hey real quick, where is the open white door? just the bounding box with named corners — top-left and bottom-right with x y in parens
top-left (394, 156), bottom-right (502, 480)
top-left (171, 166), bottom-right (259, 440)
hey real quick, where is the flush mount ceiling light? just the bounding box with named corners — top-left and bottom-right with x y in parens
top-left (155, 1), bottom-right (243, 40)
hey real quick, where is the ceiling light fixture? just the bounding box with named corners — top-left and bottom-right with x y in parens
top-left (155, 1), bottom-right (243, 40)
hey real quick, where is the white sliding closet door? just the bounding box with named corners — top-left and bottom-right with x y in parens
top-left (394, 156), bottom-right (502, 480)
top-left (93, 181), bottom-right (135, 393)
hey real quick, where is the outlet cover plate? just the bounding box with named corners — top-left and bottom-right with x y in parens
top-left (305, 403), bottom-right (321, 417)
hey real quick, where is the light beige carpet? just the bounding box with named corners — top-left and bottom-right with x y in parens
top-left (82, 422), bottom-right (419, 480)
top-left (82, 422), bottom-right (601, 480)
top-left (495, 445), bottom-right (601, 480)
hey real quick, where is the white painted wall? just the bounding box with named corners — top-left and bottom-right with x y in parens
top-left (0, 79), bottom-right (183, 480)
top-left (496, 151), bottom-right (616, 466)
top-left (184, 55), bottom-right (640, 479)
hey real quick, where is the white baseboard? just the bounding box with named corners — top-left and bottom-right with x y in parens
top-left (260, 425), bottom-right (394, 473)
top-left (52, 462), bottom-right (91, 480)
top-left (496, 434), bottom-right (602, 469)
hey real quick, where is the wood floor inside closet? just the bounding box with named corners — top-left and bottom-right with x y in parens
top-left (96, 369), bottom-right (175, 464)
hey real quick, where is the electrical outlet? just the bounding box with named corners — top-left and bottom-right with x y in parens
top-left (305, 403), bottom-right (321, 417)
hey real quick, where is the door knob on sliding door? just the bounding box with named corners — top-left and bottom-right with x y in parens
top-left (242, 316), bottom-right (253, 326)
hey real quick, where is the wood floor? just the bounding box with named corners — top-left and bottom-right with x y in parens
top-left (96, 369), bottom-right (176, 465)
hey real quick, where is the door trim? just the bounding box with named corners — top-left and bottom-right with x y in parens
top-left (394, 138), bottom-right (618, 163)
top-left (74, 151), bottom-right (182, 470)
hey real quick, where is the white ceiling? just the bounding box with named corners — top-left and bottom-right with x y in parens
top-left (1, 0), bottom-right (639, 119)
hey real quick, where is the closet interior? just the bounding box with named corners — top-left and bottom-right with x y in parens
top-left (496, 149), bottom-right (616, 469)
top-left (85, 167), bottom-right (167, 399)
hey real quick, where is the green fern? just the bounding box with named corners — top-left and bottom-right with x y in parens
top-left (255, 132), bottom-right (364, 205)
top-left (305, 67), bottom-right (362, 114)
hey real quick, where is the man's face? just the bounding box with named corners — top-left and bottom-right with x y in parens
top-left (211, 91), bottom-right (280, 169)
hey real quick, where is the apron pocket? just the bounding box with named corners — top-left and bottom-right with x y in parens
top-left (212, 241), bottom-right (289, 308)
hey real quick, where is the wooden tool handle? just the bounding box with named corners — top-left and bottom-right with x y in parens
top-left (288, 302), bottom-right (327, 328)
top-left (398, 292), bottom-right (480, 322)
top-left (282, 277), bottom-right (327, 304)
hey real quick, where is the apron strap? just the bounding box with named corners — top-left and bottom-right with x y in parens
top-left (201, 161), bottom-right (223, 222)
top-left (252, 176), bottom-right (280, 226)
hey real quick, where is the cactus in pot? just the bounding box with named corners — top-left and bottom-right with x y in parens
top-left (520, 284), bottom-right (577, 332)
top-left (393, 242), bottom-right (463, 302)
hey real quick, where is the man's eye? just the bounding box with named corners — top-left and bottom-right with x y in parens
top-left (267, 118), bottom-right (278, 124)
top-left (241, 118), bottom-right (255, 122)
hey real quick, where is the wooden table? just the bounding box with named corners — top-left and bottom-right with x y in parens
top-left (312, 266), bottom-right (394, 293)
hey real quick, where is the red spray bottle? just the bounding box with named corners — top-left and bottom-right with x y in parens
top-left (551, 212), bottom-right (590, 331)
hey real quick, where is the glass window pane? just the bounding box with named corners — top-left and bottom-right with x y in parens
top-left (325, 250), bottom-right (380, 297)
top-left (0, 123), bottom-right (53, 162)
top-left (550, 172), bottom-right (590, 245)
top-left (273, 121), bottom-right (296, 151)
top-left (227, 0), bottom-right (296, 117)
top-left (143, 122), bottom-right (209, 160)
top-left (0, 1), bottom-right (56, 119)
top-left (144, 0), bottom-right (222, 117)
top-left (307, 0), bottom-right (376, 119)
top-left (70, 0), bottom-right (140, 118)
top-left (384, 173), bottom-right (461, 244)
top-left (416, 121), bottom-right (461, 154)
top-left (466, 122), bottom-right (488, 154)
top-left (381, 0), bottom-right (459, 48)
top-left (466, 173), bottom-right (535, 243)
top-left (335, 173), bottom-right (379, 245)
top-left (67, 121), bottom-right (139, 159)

What needs to be done:
An exact transcription of every record above is required.

Exercise response:
hey real quick, where is the open white door? just the bounding box with named corners — top-left and bottom-right with x y in parens
top-left (394, 156), bottom-right (502, 480)
top-left (171, 166), bottom-right (259, 440)
hey real quick, where is the flush mount ceiling light? just the bounding box with named corners — top-left and bottom-right with x y in parens
top-left (155, 1), bottom-right (243, 40)
hey real quick, where is the ceiling light fixture? just the bounding box with named corners — top-left and bottom-right with x y in parens
top-left (155, 1), bottom-right (243, 40)
hey real quick, where is the white sliding closet door? just the bounding box with named corners — top-left and bottom-right with x y in parens
top-left (394, 156), bottom-right (502, 480)
top-left (93, 181), bottom-right (135, 393)
hey real quick, where is the outlet cover plate? just the bounding box with named corners — top-left and bottom-right with x y in parens
top-left (305, 403), bottom-right (321, 417)
hey real quick, where is the light beige carpet? just the bounding box with named corners — top-left and bottom-right with x y in parens
top-left (82, 422), bottom-right (419, 480)
top-left (82, 422), bottom-right (601, 480)
top-left (495, 445), bottom-right (601, 480)
hey real quick, where is the white painted wall? just the bounding box with named corners — top-left and bottom-right with x y in parens
top-left (0, 79), bottom-right (183, 480)
top-left (496, 151), bottom-right (616, 466)
top-left (184, 55), bottom-right (640, 479)
hey real quick, where is the white baseboard? just the bounding box with named corners — top-left and bottom-right with x y in parens
top-left (260, 425), bottom-right (394, 473)
top-left (52, 462), bottom-right (91, 480)
top-left (496, 434), bottom-right (602, 469)
hey real quick, where is the wood floor inside closet? just the bounding box with named corners — top-left and bottom-right with x y in parens
top-left (96, 369), bottom-right (175, 464)
hey real quick, where is the electrical outlet? just the bounding box with named corners — top-left and bottom-right with x y in parens
top-left (305, 403), bottom-right (321, 417)
hey real quick, where is the door knob on sliding door? just the bounding box with named corners — top-left and bottom-right with x y in parens
top-left (242, 316), bottom-right (253, 326)
hey real quick, where is the wood floor? just the bounding box with named corners — top-left and bottom-right with x y in parens
top-left (96, 369), bottom-right (176, 465)
hey real quick, where is the door trim? just the bounding box with named corners — top-left and bottom-right with x y in parens
top-left (394, 138), bottom-right (618, 163)
top-left (74, 151), bottom-right (182, 470)
hey real quick, where is the white ceiling? just the bounding box with named corners — top-left and bottom-right with x y in parens
top-left (1, 0), bottom-right (639, 119)
hey real quick, where is the closet interior? just the bounding box with named corners — top-left and bottom-right with x y in parens
top-left (496, 149), bottom-right (616, 469)
top-left (85, 167), bottom-right (167, 399)
hey real quick, where is the green fern? just the bounding box with named corners — top-left and bottom-right with x y in parens
top-left (255, 132), bottom-right (364, 205)
top-left (305, 67), bottom-right (362, 114)
hey real quick, where is the man's face? just the bounding box with named corners — top-left and bottom-right with x y in parens
top-left (211, 91), bottom-right (280, 169)
hey real quick, where is the apron pocket? just the bounding box with named corners — top-left and bottom-right with x y in parens
top-left (212, 241), bottom-right (289, 308)
hey real quick, where is the wooden tool handle? just the bounding box with named corners — top-left and bottom-right with x y in parens
top-left (288, 302), bottom-right (327, 328)
top-left (398, 292), bottom-right (480, 322)
top-left (282, 277), bottom-right (327, 304)
hey real quick, where is the apron strap? just the bounding box with named corners — top-left and bottom-right with x y in parens
top-left (201, 161), bottom-right (223, 222)
top-left (252, 176), bottom-right (280, 226)
hey real quick, where is the cactus in pot? just the bounding box with named corners — top-left and bottom-right with x y in parens
top-left (520, 284), bottom-right (577, 332)
top-left (393, 242), bottom-right (463, 302)
hey real quick, where is the man's eye? just the bounding box with named corners — top-left and bottom-right with x y in parens
top-left (267, 118), bottom-right (278, 124)
top-left (241, 118), bottom-right (255, 122)
hey real quick, where is the wooden table? just the bounding box with named corners — top-left and bottom-right with x y in parens
top-left (312, 266), bottom-right (394, 293)
hey real quick, where is the red spray bottle? just the bounding box with named corners — top-left and bottom-right with x y in parens
top-left (551, 212), bottom-right (590, 331)
hey real quick, where is the glass window pane? just the bounding box with named corners — top-left and bottom-right with x y in parens
top-left (325, 250), bottom-right (380, 297)
top-left (0, 123), bottom-right (53, 162)
top-left (550, 172), bottom-right (590, 245)
top-left (273, 121), bottom-right (296, 151)
top-left (227, 0), bottom-right (296, 117)
top-left (143, 122), bottom-right (209, 160)
top-left (0, 1), bottom-right (56, 119)
top-left (144, 0), bottom-right (222, 117)
top-left (307, 0), bottom-right (376, 119)
top-left (70, 0), bottom-right (140, 118)
top-left (384, 173), bottom-right (461, 244)
top-left (416, 121), bottom-right (461, 154)
top-left (466, 122), bottom-right (488, 154)
top-left (381, 0), bottom-right (459, 48)
top-left (466, 173), bottom-right (535, 243)
top-left (335, 173), bottom-right (379, 245)
top-left (67, 121), bottom-right (139, 159)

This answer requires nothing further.